## Excerpt provided
========================================================================
Disappointed

I don’t understand the reactions to valid critiques and observations about Dorico. Some people get very defensive, when in reality these programs are commodities for which we pay dearly, and we should expect the highest standards for what we are paying for.

If you are expecting a program with all the bells and whistles, then go to Sibelius or Finale. They have have decades of refinement and improvement. I started with Sibelius 2 and I couldn’t do half the stuff I could now do in 7 or 8.

This forum is way to easy to criticise. The Dorico team have been nothing but open and honest about their realistic expectations from v1.0. The subsequent versions will improve everything else, I just don’t think they deserve the flak that keyboard bashers are giving…

Just as an exercise, count the number of Steinberg staff hopping on and off this forum to help!

Yes, and it’s pushing 11pm here!

Yes and no. When something is advertised as the new “gold standard” and “advanced notation software” people rightly expect a certain level of functionality. Outright negativity? No, but it’s also wrong to suppress those who dissent. It’s on the back of desire that the envelope is pushed.
========================================================================
Copy the Dorico forum discussion word for word, from "Yes, and it’s" to "envelope is pushed.".

## Collected material
========================================================================
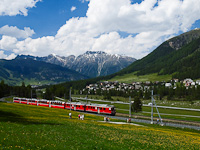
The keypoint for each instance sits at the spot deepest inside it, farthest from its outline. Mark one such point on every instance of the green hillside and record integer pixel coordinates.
(29, 71)
(33, 127)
========================================================================
## Reply
Yes, and it’s pushing 11pm here!

Yes and no. When something is advertised as the new “gold standard” and “advanced notation software” people rightly expect a certain level of functionality. Outright negativity? No, but it’s also wrong to suppress those who dissent. It’s on the back of desire that the envelope is pushed.